*** Opening of Data ***
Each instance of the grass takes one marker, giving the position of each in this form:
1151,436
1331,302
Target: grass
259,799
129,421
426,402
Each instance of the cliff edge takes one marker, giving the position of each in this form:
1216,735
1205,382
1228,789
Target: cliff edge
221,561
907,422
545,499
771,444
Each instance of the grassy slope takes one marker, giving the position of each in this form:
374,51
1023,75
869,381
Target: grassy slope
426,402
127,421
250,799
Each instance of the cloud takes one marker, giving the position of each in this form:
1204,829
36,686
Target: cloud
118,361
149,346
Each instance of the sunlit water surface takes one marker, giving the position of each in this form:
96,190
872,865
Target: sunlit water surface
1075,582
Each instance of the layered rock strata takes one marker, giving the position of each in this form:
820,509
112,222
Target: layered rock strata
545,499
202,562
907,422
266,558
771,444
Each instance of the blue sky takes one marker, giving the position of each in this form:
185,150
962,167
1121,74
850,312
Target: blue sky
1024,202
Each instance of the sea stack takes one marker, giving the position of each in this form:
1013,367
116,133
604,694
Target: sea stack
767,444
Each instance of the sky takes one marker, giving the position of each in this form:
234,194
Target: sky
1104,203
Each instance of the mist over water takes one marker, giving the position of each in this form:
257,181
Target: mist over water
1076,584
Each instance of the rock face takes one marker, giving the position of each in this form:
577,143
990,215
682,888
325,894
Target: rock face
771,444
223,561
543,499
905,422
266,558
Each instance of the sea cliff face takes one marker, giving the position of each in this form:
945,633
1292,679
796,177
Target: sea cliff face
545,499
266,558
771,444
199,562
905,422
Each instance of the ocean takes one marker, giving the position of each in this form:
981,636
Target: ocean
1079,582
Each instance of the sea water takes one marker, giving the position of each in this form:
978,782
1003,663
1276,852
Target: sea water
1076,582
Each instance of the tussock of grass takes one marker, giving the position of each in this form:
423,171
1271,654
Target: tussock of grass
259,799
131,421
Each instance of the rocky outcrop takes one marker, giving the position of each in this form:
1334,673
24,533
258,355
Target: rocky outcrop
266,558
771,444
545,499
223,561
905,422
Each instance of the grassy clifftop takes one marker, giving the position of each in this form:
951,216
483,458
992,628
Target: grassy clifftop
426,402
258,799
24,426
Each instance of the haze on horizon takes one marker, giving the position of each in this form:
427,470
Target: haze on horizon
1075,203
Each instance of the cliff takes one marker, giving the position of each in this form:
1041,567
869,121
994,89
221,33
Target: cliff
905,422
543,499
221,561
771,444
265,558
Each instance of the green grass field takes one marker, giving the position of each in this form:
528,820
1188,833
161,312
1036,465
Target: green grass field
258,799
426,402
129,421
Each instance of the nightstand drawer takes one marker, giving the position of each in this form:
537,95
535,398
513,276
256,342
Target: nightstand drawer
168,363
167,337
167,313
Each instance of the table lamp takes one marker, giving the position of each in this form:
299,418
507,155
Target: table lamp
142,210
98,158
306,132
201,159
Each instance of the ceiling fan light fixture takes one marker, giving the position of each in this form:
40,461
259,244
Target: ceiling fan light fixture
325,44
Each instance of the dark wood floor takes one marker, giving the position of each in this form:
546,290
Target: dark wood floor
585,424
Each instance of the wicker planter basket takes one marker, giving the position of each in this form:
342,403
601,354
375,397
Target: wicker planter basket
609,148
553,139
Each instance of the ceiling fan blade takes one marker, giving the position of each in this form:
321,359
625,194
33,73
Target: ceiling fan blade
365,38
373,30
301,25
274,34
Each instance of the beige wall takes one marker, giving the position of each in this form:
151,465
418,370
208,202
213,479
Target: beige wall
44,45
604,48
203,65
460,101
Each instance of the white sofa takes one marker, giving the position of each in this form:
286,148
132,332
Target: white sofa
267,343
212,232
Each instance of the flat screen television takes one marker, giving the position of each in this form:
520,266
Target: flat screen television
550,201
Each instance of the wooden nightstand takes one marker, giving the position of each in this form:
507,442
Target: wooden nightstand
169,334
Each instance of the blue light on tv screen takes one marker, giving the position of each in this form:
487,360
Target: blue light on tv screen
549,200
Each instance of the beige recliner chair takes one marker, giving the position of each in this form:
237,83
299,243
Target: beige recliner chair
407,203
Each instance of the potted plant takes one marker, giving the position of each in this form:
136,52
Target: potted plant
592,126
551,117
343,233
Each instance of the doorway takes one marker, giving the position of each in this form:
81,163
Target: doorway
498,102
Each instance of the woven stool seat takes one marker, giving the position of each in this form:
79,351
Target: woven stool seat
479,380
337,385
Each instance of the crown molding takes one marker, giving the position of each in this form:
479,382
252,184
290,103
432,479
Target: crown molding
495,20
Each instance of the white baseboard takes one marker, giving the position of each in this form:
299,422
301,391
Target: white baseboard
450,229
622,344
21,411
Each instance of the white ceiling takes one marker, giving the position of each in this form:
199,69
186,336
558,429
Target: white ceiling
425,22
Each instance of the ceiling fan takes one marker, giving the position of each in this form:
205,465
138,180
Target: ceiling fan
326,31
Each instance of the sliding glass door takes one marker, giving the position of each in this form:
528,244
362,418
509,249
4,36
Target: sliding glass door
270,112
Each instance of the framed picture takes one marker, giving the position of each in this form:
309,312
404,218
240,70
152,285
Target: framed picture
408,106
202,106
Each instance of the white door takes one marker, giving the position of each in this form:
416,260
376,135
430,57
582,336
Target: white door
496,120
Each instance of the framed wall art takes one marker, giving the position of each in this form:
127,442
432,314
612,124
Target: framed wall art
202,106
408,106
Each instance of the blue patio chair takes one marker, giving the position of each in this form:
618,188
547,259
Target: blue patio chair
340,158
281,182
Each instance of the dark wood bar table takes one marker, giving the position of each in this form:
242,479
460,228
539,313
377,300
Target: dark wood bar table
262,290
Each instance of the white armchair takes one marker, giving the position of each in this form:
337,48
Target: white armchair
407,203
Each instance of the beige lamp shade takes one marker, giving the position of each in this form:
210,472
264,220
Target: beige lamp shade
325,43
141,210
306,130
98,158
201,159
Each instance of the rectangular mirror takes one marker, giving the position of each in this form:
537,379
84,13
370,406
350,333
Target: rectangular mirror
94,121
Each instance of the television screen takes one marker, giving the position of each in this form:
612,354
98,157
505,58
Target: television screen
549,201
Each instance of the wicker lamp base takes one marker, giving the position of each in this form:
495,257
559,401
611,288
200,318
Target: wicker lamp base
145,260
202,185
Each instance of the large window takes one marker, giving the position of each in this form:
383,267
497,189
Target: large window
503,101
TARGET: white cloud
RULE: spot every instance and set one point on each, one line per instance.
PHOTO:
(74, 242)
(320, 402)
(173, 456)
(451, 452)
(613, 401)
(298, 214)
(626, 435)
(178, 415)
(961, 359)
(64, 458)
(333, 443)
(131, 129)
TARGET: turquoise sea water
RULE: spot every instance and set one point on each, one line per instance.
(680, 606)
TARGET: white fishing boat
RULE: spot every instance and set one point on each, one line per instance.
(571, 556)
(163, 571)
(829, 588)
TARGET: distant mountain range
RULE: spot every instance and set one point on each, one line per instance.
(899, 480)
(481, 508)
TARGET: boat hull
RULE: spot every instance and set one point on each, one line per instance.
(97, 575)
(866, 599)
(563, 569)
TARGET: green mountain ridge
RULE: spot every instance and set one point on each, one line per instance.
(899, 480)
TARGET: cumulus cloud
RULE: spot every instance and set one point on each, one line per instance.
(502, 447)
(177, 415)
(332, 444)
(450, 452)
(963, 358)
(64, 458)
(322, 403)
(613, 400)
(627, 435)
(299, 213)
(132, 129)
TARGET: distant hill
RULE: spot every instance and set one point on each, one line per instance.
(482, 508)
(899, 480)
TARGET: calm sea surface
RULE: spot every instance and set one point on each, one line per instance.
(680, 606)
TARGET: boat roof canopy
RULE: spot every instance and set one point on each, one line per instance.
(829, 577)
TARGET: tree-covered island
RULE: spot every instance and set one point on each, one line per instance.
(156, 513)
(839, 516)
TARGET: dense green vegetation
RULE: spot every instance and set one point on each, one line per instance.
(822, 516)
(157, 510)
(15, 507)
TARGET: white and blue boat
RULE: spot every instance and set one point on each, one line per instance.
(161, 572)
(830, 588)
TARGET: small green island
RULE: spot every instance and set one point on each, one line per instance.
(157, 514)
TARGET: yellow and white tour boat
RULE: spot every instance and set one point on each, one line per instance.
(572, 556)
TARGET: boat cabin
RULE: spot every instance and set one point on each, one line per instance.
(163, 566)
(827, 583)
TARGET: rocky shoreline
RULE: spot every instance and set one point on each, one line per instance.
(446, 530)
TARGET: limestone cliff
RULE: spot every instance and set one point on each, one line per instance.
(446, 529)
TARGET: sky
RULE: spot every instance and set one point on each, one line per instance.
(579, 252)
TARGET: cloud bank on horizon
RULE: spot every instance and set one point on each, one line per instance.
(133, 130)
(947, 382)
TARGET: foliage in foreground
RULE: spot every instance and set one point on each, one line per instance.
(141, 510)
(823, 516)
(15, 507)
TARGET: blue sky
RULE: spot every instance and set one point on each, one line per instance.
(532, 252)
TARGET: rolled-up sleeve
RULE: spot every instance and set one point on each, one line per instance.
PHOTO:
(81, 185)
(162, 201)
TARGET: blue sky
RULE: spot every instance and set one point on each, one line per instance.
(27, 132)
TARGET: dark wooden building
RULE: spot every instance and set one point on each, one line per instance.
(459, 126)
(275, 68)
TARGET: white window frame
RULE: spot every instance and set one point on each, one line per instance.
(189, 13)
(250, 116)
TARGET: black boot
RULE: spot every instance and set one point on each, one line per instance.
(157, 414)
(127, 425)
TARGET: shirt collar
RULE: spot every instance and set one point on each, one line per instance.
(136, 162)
*** Close of Data ***
> **Task details**
Write down exactly the span of lines above from the one containing "TARGET: yellow and white tour boat" to the one containing "TARGET: cloud bank on horizon", both ends included.

> **Exercise response**
TARGET: yellow and white tour boat
RULE: spot every instance and set one point on each, one line per instance.
(572, 556)
TARGET: boat cabin
RULE: spot every instance and set one point on each, one line per instance.
(163, 566)
(827, 583)
TARGET: rocky shoreline
RULE: spot every instance and set one point on each, one line per instance.
(446, 530)
TARGET: limestone cliff
RULE: spot every instance and set one point on each, one line per instance.
(446, 529)
TARGET: sky
RULE: spot every instance and set one point on each, one line per instance.
(579, 252)
TARGET: cloud bank on horizon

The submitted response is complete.